Alberto Alonso Blanco nació en 1928 en el barrio de Cimavilla, donde vivió como un “homosexual declarado”, como recogen las crónicas de la época. Ayudaba a las vecinas por unas propinas, amenizaba las jornadas en el lavaderu entonando Yo le compré al turco una cadena, actuaba en las calles anunciado por su madre 'Concha la Guapa' y se travestía por las noches para cantar coplas por Marifé de Triana en los locales de una zona dominada por la miseria. “Llamábenla 'la guapa' polo fea que era”, recuerdan los vecinos en playo, esa jerga del asturiano propia del barrio alto de Gijón, hoy reconvertido en lugar de encuentro y visita obligada para los turistas que visitan la ciudad.

ENTRADAS
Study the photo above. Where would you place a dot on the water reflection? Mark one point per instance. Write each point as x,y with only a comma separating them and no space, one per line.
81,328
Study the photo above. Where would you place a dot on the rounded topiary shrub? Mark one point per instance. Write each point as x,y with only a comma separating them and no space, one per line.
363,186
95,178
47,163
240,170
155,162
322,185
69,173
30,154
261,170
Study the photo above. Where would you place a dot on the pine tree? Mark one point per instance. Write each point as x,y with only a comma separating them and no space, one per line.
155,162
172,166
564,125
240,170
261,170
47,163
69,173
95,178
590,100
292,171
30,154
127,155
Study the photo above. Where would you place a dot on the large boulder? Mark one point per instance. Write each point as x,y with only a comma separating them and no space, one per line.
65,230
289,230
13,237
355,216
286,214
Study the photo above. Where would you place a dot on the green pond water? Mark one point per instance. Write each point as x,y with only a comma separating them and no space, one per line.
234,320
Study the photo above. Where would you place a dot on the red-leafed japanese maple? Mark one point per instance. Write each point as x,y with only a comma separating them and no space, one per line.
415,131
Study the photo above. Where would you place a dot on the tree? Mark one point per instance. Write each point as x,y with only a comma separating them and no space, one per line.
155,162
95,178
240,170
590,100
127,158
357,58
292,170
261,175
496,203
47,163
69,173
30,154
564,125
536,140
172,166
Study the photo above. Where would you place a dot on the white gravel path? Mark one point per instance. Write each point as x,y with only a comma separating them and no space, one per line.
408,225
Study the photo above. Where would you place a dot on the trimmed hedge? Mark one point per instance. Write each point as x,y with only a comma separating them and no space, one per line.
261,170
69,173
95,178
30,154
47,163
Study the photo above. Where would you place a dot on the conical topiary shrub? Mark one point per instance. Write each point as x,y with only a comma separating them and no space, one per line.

QUÉ HAY QUE HACER
Reproduce palabra por palabra todo el fragmento sobre Alberto Alonso Blanco.

RESPUESTA COMPLETA
Alberto Alonso Blanco nació en 1928 en el barrio de Cimavilla, donde vivió como un “homosexual declarado”, como recogen las crónicas de la época. Ayudaba a las vecinas por unas propinas, amenizaba las jornadas en el lavaderu entonando Yo le compré al turco una cadena, actuaba en las calles anunciado por su madre 'Concha la Guapa' y se travestía por las noches para cantar coplas por Marifé de Triana en los locales de una zona dominada por la miseria. “Llamábenla 'la guapa' polo fea que era”, recuerdan los vecinos en playo, esa jerga del asturiano propia del barrio alto de Gijón, hoy reconvertido en lugar de encuentro y visita obligada para los turistas que visitan la ciudad.